-------- PROVIDED RECORDS --------
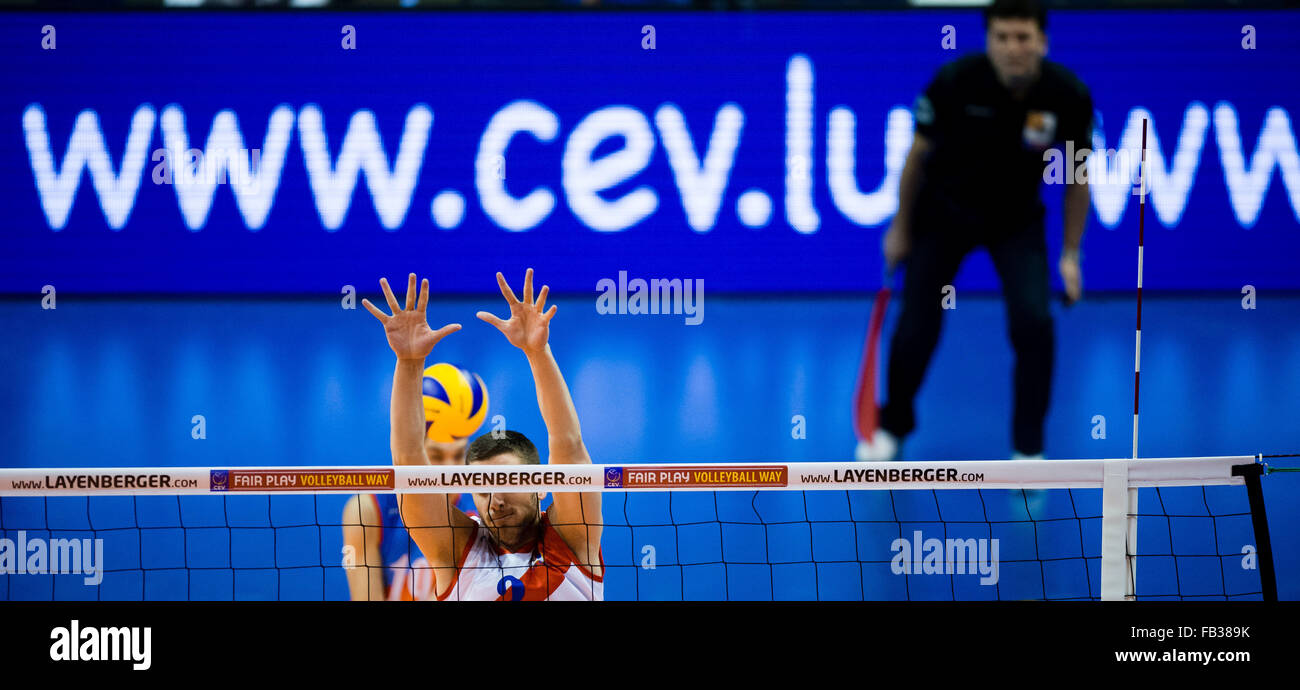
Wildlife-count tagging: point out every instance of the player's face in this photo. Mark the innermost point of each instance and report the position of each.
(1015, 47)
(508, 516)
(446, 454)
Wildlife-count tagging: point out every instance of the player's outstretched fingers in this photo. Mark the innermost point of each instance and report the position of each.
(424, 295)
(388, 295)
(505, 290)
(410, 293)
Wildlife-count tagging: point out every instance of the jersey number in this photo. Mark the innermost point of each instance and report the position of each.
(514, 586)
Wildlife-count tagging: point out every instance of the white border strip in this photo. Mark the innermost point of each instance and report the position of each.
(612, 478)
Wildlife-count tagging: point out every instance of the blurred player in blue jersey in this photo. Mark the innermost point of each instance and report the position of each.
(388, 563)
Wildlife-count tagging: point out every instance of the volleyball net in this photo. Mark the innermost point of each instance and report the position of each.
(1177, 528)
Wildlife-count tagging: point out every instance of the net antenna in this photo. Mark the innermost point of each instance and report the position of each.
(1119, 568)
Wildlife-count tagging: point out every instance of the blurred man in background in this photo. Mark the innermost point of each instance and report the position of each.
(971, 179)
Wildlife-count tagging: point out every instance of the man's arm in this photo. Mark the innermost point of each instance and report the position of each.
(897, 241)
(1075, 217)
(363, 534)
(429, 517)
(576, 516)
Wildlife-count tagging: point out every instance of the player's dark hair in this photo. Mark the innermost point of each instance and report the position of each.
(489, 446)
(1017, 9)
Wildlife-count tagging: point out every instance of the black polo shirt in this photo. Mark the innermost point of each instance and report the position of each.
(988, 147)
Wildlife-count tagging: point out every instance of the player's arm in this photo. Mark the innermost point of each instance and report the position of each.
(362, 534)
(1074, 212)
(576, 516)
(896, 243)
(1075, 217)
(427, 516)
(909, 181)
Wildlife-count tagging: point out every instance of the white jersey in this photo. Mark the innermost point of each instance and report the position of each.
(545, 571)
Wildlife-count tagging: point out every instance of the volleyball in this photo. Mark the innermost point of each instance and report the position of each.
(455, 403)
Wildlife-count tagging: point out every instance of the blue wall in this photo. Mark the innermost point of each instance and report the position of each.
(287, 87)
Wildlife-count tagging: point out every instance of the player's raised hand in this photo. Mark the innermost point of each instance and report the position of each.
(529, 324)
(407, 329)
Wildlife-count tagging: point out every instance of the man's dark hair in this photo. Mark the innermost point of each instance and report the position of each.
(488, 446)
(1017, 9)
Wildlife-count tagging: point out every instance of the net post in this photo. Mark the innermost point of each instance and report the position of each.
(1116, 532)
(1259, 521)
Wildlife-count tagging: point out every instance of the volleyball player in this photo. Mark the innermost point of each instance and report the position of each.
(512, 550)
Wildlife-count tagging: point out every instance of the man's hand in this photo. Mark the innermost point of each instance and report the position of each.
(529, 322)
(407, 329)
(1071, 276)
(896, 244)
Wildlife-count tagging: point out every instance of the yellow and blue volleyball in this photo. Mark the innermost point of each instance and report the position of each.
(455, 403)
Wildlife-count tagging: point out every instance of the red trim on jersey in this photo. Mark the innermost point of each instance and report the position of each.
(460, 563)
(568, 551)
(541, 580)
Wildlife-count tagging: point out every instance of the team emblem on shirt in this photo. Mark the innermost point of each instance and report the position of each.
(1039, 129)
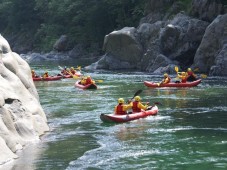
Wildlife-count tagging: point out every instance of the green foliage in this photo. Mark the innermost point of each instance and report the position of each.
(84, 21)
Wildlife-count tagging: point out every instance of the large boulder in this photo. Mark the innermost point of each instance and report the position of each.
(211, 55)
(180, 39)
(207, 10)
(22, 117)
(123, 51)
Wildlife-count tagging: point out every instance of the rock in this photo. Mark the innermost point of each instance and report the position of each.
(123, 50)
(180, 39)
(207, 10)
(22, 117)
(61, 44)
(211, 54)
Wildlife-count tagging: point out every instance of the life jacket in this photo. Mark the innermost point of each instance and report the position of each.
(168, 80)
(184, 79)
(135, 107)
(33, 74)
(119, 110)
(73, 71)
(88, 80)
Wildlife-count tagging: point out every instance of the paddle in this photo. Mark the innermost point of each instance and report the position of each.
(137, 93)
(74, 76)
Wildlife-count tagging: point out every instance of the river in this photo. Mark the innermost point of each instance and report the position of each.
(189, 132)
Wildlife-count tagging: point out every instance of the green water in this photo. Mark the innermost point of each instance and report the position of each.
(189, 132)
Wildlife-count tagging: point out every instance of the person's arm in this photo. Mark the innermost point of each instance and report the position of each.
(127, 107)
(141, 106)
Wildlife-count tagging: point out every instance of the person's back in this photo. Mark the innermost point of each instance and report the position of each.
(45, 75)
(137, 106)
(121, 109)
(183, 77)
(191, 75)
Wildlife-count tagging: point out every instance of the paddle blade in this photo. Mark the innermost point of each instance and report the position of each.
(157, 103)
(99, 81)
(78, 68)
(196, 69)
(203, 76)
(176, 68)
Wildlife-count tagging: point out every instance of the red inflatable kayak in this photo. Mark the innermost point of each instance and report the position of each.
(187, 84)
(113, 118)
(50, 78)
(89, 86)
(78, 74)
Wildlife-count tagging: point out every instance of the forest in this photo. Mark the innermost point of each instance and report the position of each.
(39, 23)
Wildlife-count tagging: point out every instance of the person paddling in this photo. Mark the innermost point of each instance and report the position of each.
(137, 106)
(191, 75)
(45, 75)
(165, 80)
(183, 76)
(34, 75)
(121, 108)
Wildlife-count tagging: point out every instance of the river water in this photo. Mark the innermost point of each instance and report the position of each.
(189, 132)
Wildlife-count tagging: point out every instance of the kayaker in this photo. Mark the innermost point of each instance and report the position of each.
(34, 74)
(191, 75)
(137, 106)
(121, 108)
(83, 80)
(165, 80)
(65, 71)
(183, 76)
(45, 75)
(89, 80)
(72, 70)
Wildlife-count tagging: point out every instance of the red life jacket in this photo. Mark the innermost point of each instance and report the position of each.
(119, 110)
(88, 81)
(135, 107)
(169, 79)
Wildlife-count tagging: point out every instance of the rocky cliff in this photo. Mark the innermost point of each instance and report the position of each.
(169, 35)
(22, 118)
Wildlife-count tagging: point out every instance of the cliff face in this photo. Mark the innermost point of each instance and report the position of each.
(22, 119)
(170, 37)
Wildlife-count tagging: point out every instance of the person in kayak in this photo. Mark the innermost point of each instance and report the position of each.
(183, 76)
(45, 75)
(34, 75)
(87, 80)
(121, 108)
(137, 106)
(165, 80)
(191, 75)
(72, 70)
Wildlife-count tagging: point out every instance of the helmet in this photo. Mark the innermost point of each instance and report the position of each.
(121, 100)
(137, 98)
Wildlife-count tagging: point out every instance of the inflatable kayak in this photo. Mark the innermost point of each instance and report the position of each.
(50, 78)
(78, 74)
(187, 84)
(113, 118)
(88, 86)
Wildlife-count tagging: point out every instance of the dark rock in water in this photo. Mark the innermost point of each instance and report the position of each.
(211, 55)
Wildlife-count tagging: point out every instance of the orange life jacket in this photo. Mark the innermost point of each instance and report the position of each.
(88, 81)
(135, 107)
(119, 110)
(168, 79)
--------
**DIRECTIONS:** Copy out word for word the lines of the records from the line containing "Wildlife-count tagging: point out every instance of the helmet" through the last line of the records.

**TASK RESULT:**
Wildlife-count tagging: point out every instance of the helmet in this photo. Mark the innermost point of each instance and report the position of each.
(121, 100)
(137, 98)
Wildlife-count tagging: point out every instance of the inflatable kayak in this photo. Mark the innermost point of each instance and report the position of each.
(50, 78)
(78, 74)
(187, 84)
(113, 118)
(88, 86)
Wildlife-count tagging: point out every instance of the dark rock in water in this photo. Mark the innermost point of each instance and report the position of each.
(211, 55)
Wildlife-count tagging: point out every instance of the orange life jacket in this photo. Mark the innermost point of each instance and report the position of each.
(88, 81)
(135, 107)
(119, 110)
(168, 79)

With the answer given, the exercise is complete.